What you will do: Every entry below must be repeated exactly; skip the pictures.

BEGIN Provided data

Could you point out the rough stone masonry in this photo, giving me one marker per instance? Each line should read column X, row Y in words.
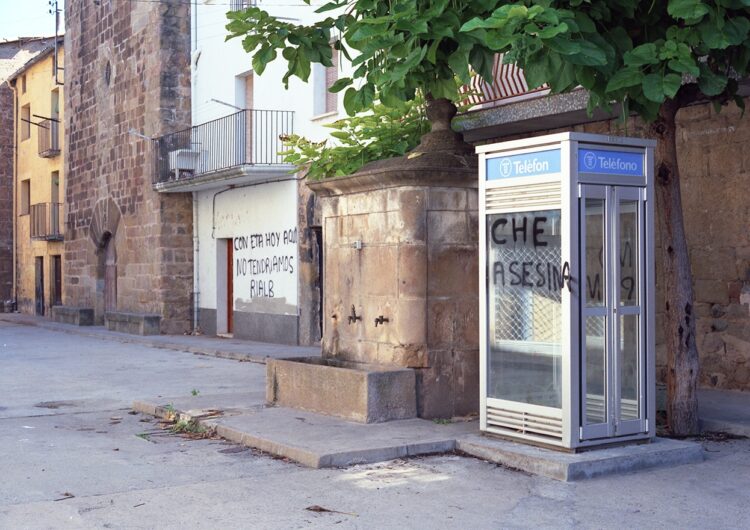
column 127, row 248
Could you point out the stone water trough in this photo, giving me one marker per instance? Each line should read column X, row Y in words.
column 354, row 391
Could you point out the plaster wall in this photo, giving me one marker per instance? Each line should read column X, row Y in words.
column 260, row 223
column 218, row 68
column 38, row 171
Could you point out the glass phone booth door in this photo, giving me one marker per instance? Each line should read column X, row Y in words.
column 612, row 315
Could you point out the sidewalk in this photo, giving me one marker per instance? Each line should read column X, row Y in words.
column 724, row 411
column 240, row 350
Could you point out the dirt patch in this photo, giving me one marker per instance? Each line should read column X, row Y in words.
column 54, row 404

END Provided data

Response area:
Could you point out the rough stone masonry in this photo, giving me one marker per instance? Each line should read column X, row Y in words.
column 127, row 248
Could you point out the stone water trough in this photo, giving me one marker per instance? Each line should read column X, row Y in words.
column 354, row 391
Could you point out the plaster wall in this photo, giving me one marker per instance? Each line should read column X, row Y in words.
column 260, row 223
column 218, row 68
column 38, row 171
Could you point out the glass phone booth door in this photo, giving me one marker per instance? Each line should read column X, row Y in words.
column 612, row 315
Could you point out the sidewalk in this photo, giving me one marker per instance? Each line should read column X, row Y in words.
column 724, row 411
column 240, row 350
Could you point out the dirt patch in this photo, giving me one marker per instance? Each line should read column X, row Y in words.
column 54, row 404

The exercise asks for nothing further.